* Passage shown *

____

CART users often ask where they can find the value of the R‐squared for their regression trees. The answer is very simple: in conventional statistics.
R-Squared = 1 - SSE/SST (1)
Where SSE is the sum of squared errors of the actual data around the model predictions, and SST, the total sum of squares, is the sum of squared deviations of the dependent variable around its mean. In traditional statistics R-Squared is always calculated using the training data (LEARN SET). CART users can read the R-Squared directly from the output:
R-squared = 1 - CART_Relative_Error (2)
CART_Relative_Error = SSE/SST (3)
where SSE is the sum of squared errors of the CART model and SST is the sum of squared errors of the dependent error around its mean in the root node. In other words, the relative error for the training data in CART is calculated exactly as 1 - R-Squared. In the CART regression tree below we display performance results for training data for BOSTON.CSV data set. The relative error of 0.076 is literally equivalent to an R-Squared 0.924 on training data. You can always find the training data performance in the classic output and it is this that you should report to readers wanting the conventional R-Squared.
Figure 1. In the screen capture above we show a 27-terminal-node CART regression tree for the BOSTON.CSV data with performance measured on training data. The CART tree was run without a testing method (we requested an “exploratory tree” on the TEST tab of the model setup dialog). The relative error reported for an exploratory tree is mathematically identical to the statistician’s 1-R Squared.

____

* Complete the following *
1. In the note on R-squared for CART regression trees, how many terminal nodes does the regression tree for the BOSTON.CSV data have?
2. From the records, extract the stretch from their start through the line that contains "(1316, 365)", both ends included, and omit the pictures.

* Exercise materials *
____

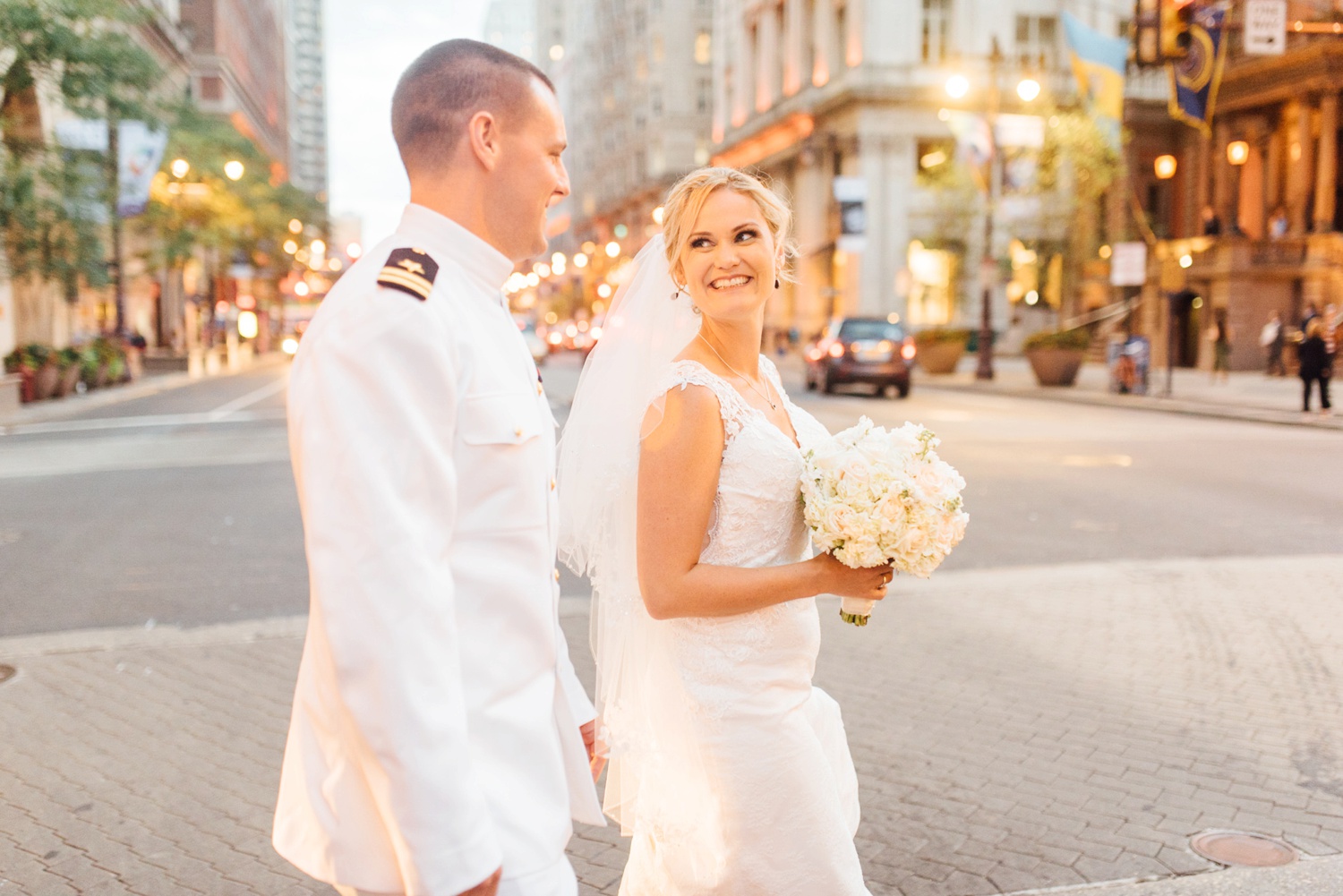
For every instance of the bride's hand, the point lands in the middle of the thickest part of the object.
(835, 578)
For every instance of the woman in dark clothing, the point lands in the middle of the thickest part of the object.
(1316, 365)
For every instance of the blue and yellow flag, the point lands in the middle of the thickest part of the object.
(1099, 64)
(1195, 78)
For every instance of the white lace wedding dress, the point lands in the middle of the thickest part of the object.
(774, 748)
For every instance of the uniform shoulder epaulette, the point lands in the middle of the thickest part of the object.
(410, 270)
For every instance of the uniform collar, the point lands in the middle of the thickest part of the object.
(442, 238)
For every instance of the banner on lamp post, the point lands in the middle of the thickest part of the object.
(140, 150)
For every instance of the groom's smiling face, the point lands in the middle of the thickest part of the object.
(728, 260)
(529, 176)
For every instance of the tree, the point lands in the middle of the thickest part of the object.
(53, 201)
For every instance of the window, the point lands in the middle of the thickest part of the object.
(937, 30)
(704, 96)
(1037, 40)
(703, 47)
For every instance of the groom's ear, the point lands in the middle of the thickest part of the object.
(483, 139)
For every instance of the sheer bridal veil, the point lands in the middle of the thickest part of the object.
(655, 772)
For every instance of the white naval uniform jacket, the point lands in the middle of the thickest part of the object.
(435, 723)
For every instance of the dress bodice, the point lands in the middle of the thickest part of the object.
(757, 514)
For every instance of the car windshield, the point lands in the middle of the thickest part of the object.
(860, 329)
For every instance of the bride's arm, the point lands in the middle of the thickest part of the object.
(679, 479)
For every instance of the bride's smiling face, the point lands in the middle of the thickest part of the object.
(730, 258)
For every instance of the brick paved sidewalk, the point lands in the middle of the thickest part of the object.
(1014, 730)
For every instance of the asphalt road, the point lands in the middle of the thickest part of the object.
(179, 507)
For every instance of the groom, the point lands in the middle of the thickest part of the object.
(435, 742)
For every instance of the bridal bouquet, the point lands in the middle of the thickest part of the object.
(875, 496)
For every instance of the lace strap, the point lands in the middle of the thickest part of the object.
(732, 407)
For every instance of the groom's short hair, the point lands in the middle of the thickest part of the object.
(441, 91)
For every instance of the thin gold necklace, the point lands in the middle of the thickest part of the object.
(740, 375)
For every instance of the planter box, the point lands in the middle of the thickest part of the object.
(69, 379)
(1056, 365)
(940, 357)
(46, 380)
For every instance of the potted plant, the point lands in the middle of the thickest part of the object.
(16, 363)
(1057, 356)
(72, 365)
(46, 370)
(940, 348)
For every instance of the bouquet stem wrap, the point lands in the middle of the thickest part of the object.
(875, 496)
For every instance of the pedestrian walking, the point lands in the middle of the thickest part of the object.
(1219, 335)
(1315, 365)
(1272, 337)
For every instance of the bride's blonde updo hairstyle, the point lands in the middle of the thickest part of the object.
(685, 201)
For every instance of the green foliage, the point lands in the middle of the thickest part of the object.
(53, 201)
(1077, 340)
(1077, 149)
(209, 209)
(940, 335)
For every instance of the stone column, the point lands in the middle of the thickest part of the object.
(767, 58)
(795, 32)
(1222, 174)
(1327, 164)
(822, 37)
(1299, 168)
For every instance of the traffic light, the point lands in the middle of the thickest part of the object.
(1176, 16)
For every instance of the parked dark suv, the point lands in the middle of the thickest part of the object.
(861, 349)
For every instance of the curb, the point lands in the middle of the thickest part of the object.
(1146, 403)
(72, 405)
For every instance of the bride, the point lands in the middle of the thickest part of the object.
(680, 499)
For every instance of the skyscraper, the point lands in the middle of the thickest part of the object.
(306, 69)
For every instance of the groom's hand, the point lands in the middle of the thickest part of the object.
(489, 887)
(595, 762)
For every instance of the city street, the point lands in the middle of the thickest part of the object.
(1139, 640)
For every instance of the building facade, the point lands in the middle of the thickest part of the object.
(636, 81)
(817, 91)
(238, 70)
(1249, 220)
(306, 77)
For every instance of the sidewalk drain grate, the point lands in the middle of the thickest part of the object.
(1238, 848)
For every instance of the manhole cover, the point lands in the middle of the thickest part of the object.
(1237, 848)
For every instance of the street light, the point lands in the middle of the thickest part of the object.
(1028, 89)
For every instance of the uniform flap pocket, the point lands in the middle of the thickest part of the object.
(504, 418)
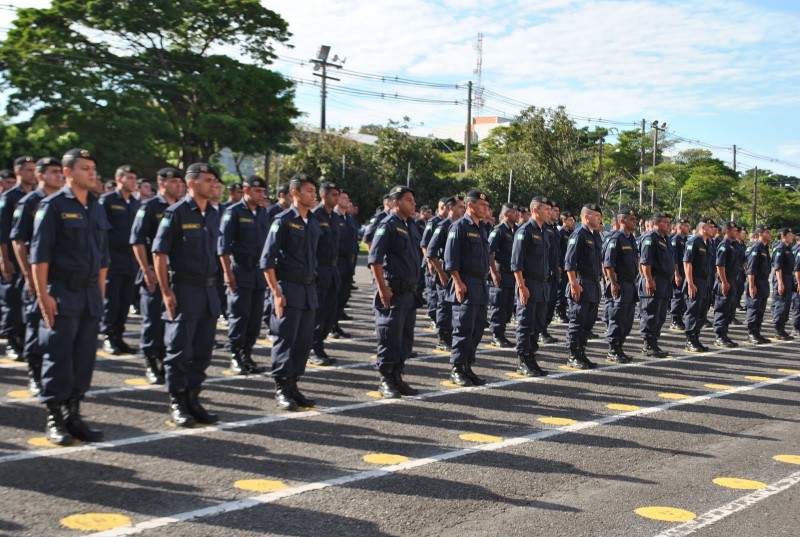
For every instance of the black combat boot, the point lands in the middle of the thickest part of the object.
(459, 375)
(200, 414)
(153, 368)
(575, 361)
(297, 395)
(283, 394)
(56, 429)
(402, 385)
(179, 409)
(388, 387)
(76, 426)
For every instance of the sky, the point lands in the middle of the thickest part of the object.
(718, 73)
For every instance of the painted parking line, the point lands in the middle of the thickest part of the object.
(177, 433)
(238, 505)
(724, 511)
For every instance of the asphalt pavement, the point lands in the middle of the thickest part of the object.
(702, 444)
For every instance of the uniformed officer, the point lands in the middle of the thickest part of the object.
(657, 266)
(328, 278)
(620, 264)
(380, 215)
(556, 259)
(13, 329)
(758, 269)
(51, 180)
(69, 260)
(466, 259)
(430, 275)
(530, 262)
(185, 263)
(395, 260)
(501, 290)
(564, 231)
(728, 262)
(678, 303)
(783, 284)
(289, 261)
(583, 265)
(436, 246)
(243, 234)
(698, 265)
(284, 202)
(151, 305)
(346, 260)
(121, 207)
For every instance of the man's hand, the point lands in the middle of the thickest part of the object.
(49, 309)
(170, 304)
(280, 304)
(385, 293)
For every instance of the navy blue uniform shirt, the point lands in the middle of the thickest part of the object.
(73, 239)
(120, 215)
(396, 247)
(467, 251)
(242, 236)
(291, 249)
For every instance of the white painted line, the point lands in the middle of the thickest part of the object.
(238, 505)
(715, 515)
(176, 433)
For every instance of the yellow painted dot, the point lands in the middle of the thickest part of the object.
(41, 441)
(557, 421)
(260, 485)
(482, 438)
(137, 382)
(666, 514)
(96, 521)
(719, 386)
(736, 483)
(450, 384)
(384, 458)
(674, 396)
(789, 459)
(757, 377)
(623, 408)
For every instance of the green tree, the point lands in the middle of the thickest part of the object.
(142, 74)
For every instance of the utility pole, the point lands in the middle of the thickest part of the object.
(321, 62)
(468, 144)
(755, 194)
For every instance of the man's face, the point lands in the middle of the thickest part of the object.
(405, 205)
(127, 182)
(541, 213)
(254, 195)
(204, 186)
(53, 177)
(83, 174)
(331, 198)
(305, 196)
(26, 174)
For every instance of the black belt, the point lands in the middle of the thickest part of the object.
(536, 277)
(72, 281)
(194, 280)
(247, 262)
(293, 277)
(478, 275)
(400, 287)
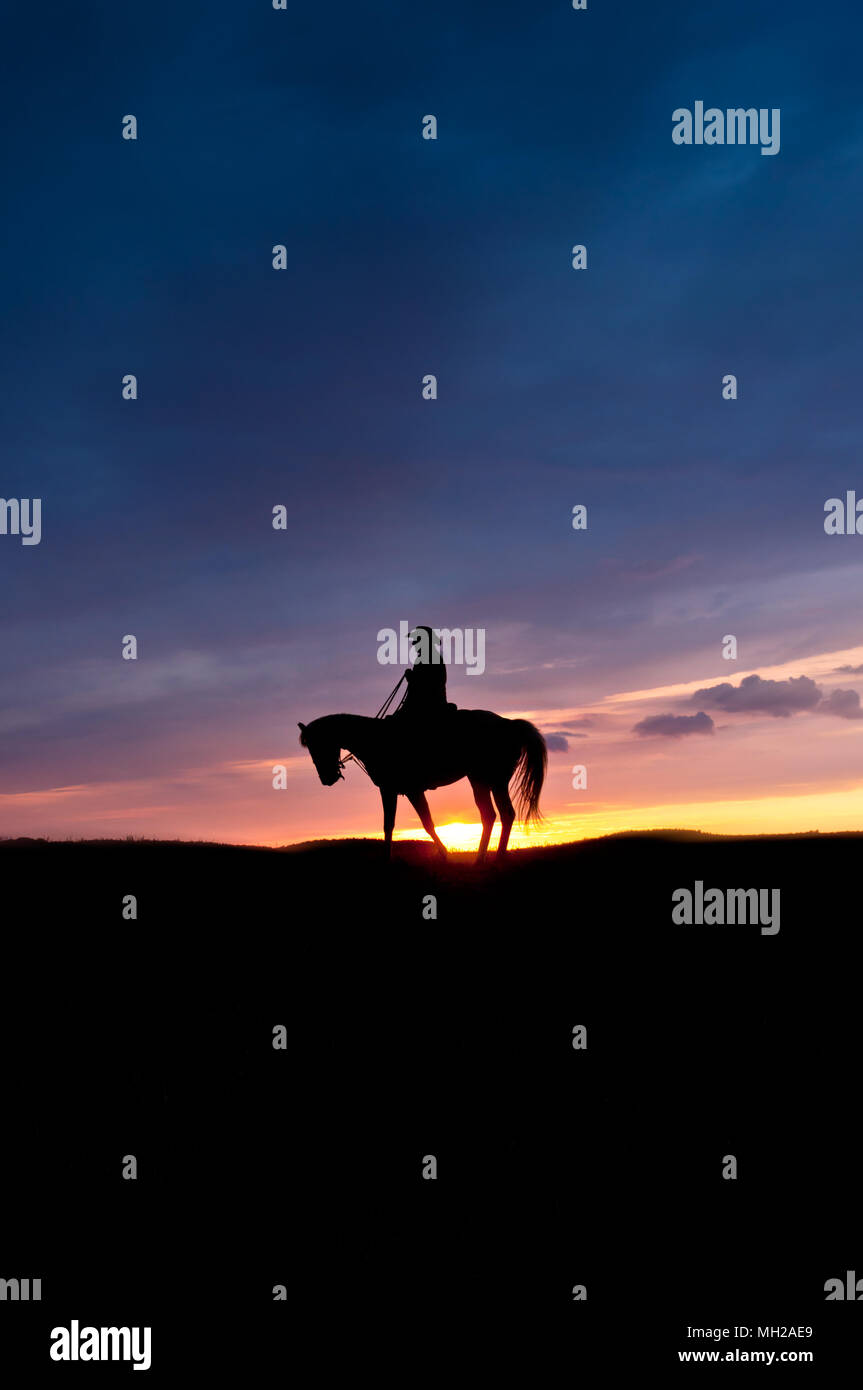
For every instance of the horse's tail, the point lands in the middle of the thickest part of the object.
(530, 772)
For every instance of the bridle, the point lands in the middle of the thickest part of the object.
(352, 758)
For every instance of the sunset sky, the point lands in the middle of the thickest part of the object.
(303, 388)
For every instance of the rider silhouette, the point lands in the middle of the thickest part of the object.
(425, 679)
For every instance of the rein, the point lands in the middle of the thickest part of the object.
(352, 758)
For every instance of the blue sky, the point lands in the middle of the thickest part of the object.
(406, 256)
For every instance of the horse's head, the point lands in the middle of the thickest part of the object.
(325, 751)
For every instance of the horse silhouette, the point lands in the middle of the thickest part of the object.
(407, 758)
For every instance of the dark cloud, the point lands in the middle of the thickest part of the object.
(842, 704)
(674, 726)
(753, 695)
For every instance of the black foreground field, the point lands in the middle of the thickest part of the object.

____

* Task-by-task outputs *
1. 27

2.
For every instance of the bride's hand, the point lands in the middle of the thickest part of the object.
(835, 578)
For every instance of the woman in dark clothing, the point lands in the middle of the thickest part of the object.
(1316, 365)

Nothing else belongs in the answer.